- [YOUR TASK]
Transcribe every entry exactly; the images stay out.

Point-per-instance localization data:
---
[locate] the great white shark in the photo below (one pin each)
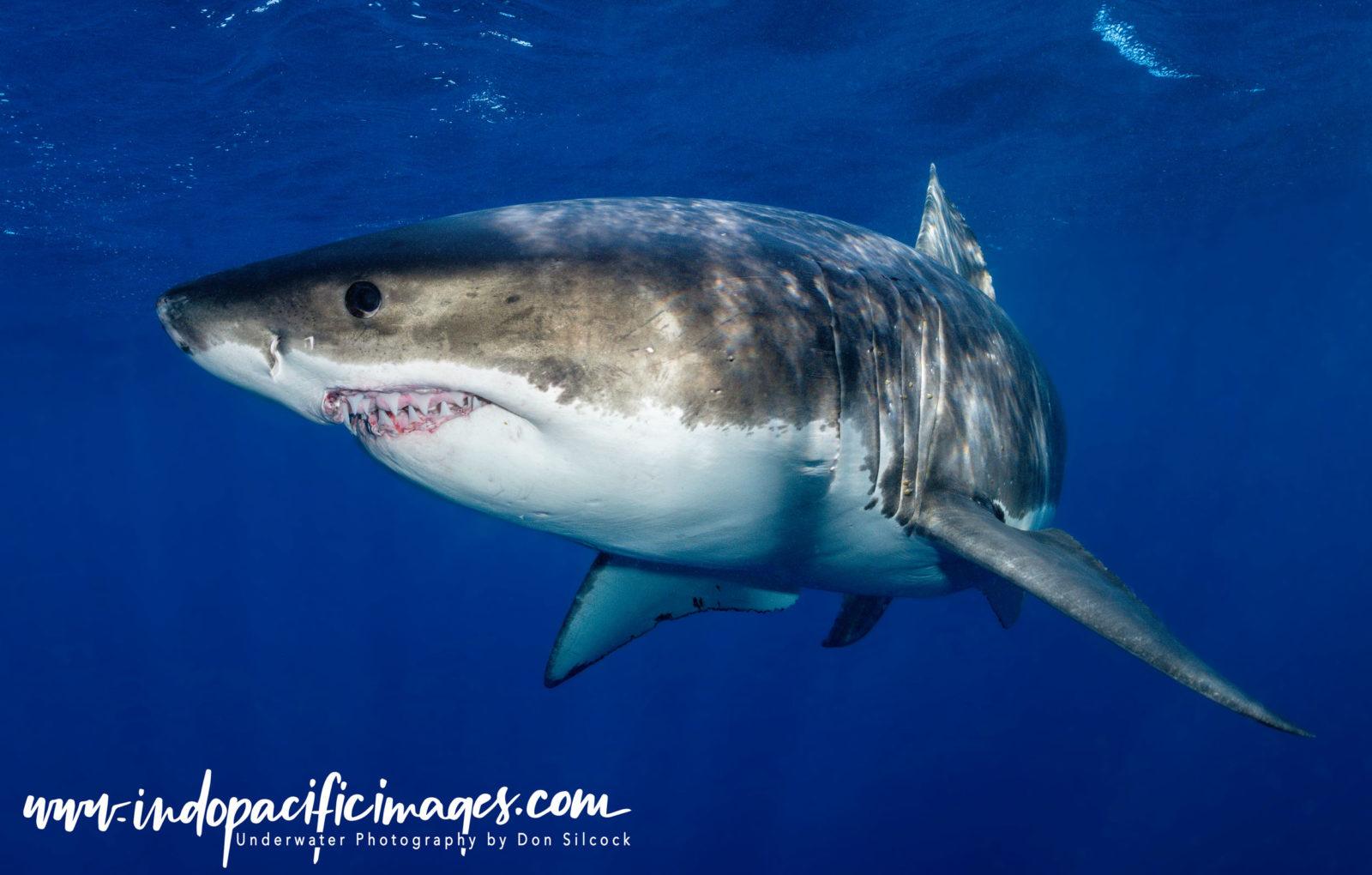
(731, 402)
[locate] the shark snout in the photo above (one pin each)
(171, 309)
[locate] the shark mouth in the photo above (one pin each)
(390, 413)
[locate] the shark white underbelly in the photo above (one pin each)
(731, 402)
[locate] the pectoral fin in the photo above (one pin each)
(857, 618)
(1056, 568)
(1006, 600)
(624, 598)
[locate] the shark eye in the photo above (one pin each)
(363, 299)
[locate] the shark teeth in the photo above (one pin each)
(388, 413)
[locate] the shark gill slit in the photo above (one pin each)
(822, 286)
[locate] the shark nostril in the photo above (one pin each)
(169, 307)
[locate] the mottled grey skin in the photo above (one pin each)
(737, 316)
(782, 316)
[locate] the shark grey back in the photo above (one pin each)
(729, 401)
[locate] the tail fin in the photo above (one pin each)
(1060, 570)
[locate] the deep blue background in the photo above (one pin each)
(196, 577)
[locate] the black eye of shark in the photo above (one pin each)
(363, 299)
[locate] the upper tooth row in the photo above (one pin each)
(363, 403)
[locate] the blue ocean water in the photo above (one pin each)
(1173, 203)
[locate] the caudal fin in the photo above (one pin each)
(1060, 570)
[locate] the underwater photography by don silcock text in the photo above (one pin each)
(990, 379)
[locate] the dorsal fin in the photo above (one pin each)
(946, 238)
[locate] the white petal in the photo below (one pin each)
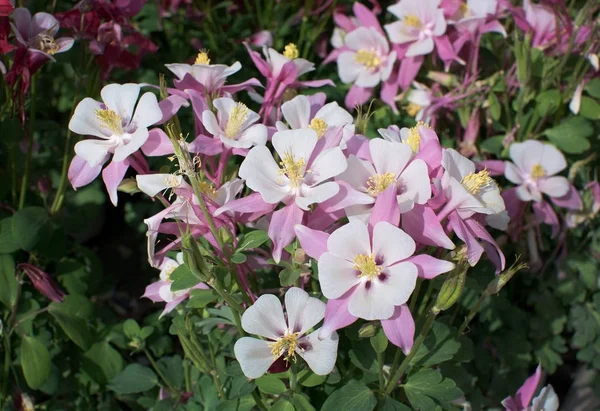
(320, 355)
(254, 356)
(265, 318)
(336, 275)
(391, 244)
(304, 311)
(350, 240)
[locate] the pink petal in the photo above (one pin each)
(400, 328)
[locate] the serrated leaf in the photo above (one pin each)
(35, 361)
(353, 396)
(426, 388)
(134, 379)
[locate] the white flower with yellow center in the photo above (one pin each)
(120, 123)
(234, 124)
(372, 268)
(368, 61)
(287, 339)
(296, 175)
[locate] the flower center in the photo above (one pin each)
(319, 125)
(291, 51)
(413, 21)
(47, 44)
(367, 58)
(537, 171)
(367, 266)
(412, 109)
(110, 120)
(414, 138)
(202, 58)
(285, 346)
(474, 182)
(238, 115)
(378, 183)
(293, 169)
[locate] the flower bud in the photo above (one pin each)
(43, 282)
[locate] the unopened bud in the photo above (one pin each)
(368, 330)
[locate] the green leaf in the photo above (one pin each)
(238, 258)
(440, 345)
(589, 108)
(35, 360)
(253, 239)
(28, 225)
(270, 384)
(288, 276)
(102, 362)
(426, 388)
(8, 281)
(134, 379)
(571, 135)
(353, 396)
(183, 279)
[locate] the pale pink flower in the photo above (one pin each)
(286, 338)
(419, 22)
(533, 169)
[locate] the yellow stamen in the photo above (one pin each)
(412, 109)
(238, 115)
(367, 266)
(414, 138)
(110, 120)
(378, 183)
(413, 21)
(285, 346)
(202, 58)
(537, 171)
(474, 182)
(319, 125)
(293, 169)
(291, 51)
(367, 58)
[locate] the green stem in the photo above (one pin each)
(415, 348)
(25, 181)
(158, 371)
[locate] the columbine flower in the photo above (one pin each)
(420, 21)
(38, 33)
(300, 113)
(285, 339)
(547, 400)
(122, 127)
(368, 60)
(297, 177)
(534, 167)
(371, 268)
(234, 124)
(467, 191)
(391, 167)
(161, 290)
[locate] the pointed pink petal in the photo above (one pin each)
(430, 267)
(281, 229)
(400, 328)
(337, 315)
(313, 242)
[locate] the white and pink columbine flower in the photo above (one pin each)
(121, 124)
(392, 166)
(372, 268)
(366, 60)
(533, 169)
(301, 174)
(419, 22)
(234, 124)
(285, 337)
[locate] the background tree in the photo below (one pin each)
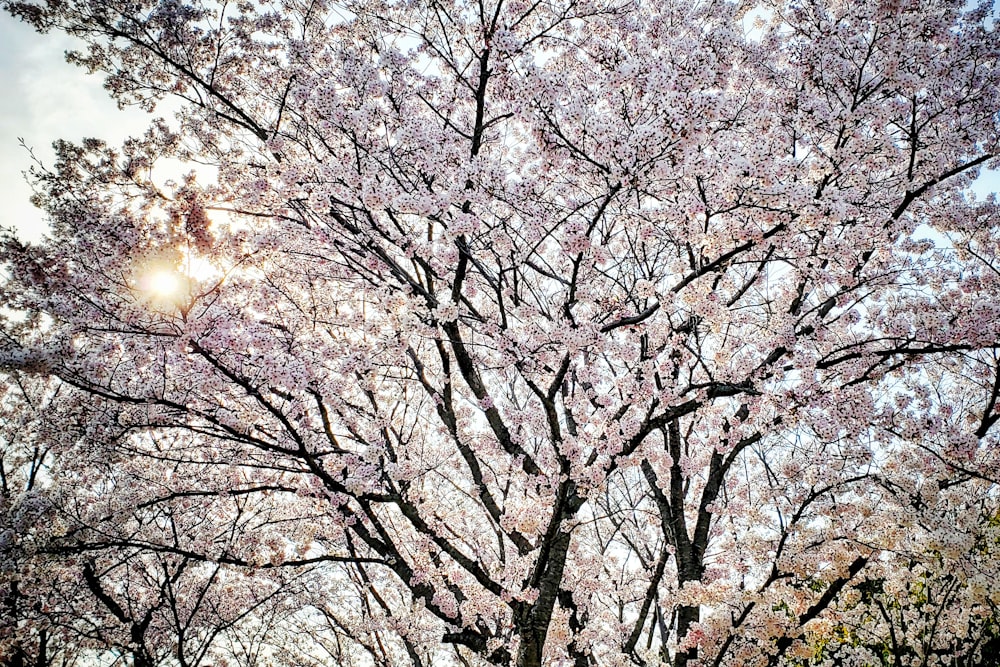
(590, 333)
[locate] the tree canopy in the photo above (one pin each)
(511, 332)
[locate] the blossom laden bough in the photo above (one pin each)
(585, 333)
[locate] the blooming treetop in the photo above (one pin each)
(574, 332)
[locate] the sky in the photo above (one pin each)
(44, 98)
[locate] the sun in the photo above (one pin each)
(163, 284)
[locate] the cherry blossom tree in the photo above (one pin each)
(584, 332)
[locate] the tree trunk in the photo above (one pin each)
(534, 625)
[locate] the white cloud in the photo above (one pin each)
(44, 98)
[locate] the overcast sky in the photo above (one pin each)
(43, 98)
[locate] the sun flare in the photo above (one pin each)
(164, 284)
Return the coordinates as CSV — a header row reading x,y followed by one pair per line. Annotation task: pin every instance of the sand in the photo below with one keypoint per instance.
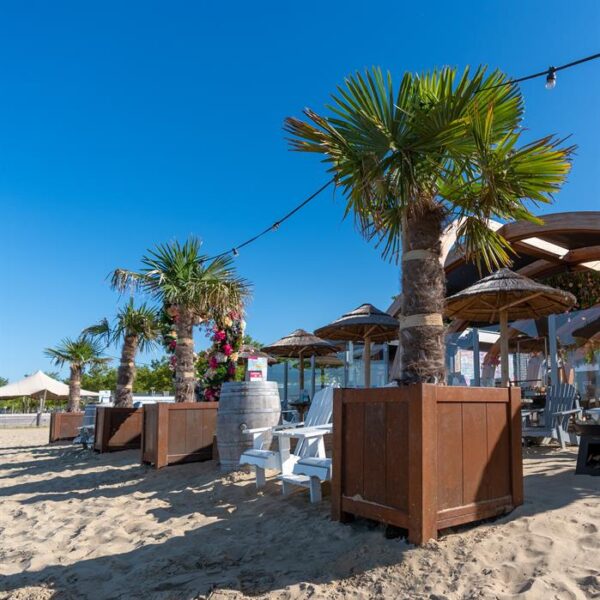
x,y
74,524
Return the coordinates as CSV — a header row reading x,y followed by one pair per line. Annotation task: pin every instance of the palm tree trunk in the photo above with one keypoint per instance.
x,y
423,295
74,389
185,380
126,372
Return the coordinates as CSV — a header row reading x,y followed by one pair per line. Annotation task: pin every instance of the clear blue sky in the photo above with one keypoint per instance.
x,y
124,124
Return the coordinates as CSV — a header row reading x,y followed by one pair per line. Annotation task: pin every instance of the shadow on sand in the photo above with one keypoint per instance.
x,y
233,550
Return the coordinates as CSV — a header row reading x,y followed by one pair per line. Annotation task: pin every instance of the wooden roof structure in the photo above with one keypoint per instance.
x,y
567,241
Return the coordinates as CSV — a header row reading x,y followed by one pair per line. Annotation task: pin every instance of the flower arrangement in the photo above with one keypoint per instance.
x,y
219,363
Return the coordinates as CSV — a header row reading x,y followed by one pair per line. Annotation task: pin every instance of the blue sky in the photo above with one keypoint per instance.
x,y
127,124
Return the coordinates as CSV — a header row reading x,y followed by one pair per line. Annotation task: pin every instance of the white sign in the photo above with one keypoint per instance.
x,y
257,368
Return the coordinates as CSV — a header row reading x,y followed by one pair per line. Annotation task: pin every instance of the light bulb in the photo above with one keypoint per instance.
x,y
551,79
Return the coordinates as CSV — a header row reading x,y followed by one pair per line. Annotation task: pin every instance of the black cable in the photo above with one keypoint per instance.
x,y
548,72
542,73
276,224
---
- [THE COMPLETED TASK]
[locate] the great white shark in the photo below (one pin each)
(731, 402)
[locate] the shark snout in the photo above (one pin each)
(171, 309)
[locate] the shark mouth in the photo above (one pin each)
(390, 413)
[locate] the shark white underbelly in the photo above (one pin each)
(731, 402)
[locate] the pectoral fin in the photo above (one pin each)
(857, 618)
(1056, 568)
(1006, 600)
(624, 598)
[locate] the shark eye in the photo above (one pin each)
(363, 299)
[locate] the shark teeth in the photo above (one pin each)
(388, 413)
[locate] the shark gill slit in the photo above (one pin each)
(822, 286)
[locate] the shark nostril in the photo above (one pin each)
(169, 307)
[locate] the mottled grey skin in the photo above (one pin each)
(737, 316)
(782, 316)
[locate] the shark grey back in the photo above (one pin each)
(729, 401)
[locate] the tail fin in the photo above (one pin each)
(1060, 570)
[locate] the deep blue background in the photo above (one pin each)
(196, 577)
[locate] the black eye of shark in the photo above (one pin each)
(363, 299)
[locate] the upper tooth row in the photo above (one pin each)
(363, 403)
[locate] the blue ocean water in the photo above (one pin each)
(1173, 203)
[locate] the caudal fin in the photo above (one pin each)
(1060, 570)
[locate] the underwater photography by don silcock text in the photo above (one pin each)
(990, 379)
[locate] the dorsal fin in the photo above (one pin each)
(946, 238)
[locate] the white petal in the photo below (one pin each)
(320, 355)
(254, 356)
(265, 318)
(336, 275)
(391, 244)
(304, 311)
(350, 240)
[locate] the pink petal in the photo above (one pin each)
(400, 328)
[locate] the serrated leaf in the photo above (one pin each)
(35, 361)
(353, 396)
(426, 388)
(134, 379)
[locate] the white flower with yellow center in the photo above (one pin each)
(120, 123)
(234, 124)
(372, 268)
(368, 61)
(287, 339)
(296, 175)
[locate] the flower center in the photo above (one pin each)
(319, 125)
(291, 51)
(413, 21)
(47, 44)
(367, 58)
(537, 171)
(367, 266)
(412, 109)
(110, 120)
(414, 138)
(202, 58)
(285, 346)
(474, 182)
(238, 115)
(378, 183)
(293, 169)
[locate] the flower bud in the photo above (one pin each)
(43, 282)
[locate] the unopened bud in the photo above (one pin each)
(368, 330)
[locate] the green leaf in the photo above (one pin each)
(238, 258)
(440, 345)
(589, 108)
(35, 360)
(253, 239)
(28, 225)
(270, 384)
(288, 276)
(102, 362)
(426, 388)
(8, 281)
(134, 379)
(571, 135)
(353, 396)
(183, 279)
[locate] the pale pink flower in the photo above (one pin each)
(286, 338)
(419, 22)
(533, 169)
[locate] the yellow stamen in the photo above (one pin each)
(412, 109)
(238, 115)
(367, 266)
(414, 138)
(110, 120)
(378, 183)
(413, 21)
(285, 346)
(202, 58)
(537, 171)
(474, 182)
(319, 125)
(293, 169)
(291, 51)
(367, 58)
[locate] the green stem in the photo above (one pin each)
(415, 348)
(25, 181)
(158, 371)
[locate] the columbine flower in the photo above (one pin each)
(420, 21)
(38, 33)
(300, 113)
(285, 339)
(547, 400)
(122, 127)
(368, 60)
(297, 177)
(534, 167)
(371, 268)
(234, 124)
(467, 191)
(391, 167)
(161, 290)
[locate] the pointed pink petal in the photo above (one pin each)
(430, 267)
(281, 229)
(400, 328)
(337, 315)
(313, 242)
[locate] the white and pink columbine flower in the photo above (one pin each)
(121, 124)
(392, 166)
(372, 268)
(366, 60)
(533, 169)
(301, 174)
(419, 22)
(234, 124)
(285, 337)
[locate] the background tree in the photo below (one pin each)
(590, 333)
[locate] the tree canopy in the photo above (one pin each)
(511, 332)
[locate] the blossom laden bough in the photo above (one pin each)
(585, 333)
[locate] the blooming treetop in the photo above (one pin each)
(574, 332)
[locate] the sky in the photo above (one pin each)
(44, 98)
[locate] the sun in the photo above (one pin each)
(163, 284)
[locate] the cherry blossom tree in the photo above (one pin each)
(584, 332)
[locate] the tree trunk in the photo above (one pin each)
(534, 625)
[locate] the white cloud in the photo above (one pin each)
(44, 98)
[locate] the overcast sky in the photo above (one pin each)
(43, 98)
[locate] the sun flare in the photo above (one pin each)
(164, 284)
Return the coordinates as CSV — a header row reading x,y followed by one pair per line. Annotation task: pin every instance of the sand in the photo below with one keypoint per instance.
x,y
74,524
Return the coordinates as CSV — a header row reading x,y followed by one pair per line. Annotation task: pin every instance of the palm tree trunk in the photo above with one keypoint per instance.
x,y
423,295
74,389
185,380
126,372
Return the coordinates as CSV — a header row reading x,y followed by one pair per line. Annotation task: pin every instance of the clear blue sky in the photo above with one keypoint per instance.
x,y
124,124
Return the coordinates as CSV — a header row reading x,y followed by one pair per line. Annotation task: pin every instance of the shadow on sand in the photo above with one keypoint per instance.
x,y
233,550
Return the coordinates as CSV — a header row reading x,y followed by one pair per line. Annotation task: pin every instance of the wooden roof structure in the photo above with one keypoint per instance.
x,y
567,241
Return the coordinates as CSV — a header row reading x,y followed by one pair per line. Annotation task: pin every instance of the flower arrangement in the photo above with one keypoint per instance.
x,y
219,363
Return the coordinates as CSV — a header row reading x,y followed by one pair per line. Annotation task: pin every instance of the blue sky in the photo above with one keypoint per instance.
x,y
127,124
Return the coordinates as CSV — a header row reading x,y followed by one pair per line. Annotation task: pin every instance of the white sign in the photo above with one keypoint per instance.
x,y
257,368
Return the coordinates as CSV — a header row reading x,y followed by one pair per line. Annotation task: pin every instance of the light bulb in the photo above with one keypoint per instance.
x,y
551,79
Return the coordinates as CSV — a header row reading x,y followed by one pair per line. Annotation task: pin every instance of the black cable in the photo above with one keypoint per instance.
x,y
548,72
542,73
276,224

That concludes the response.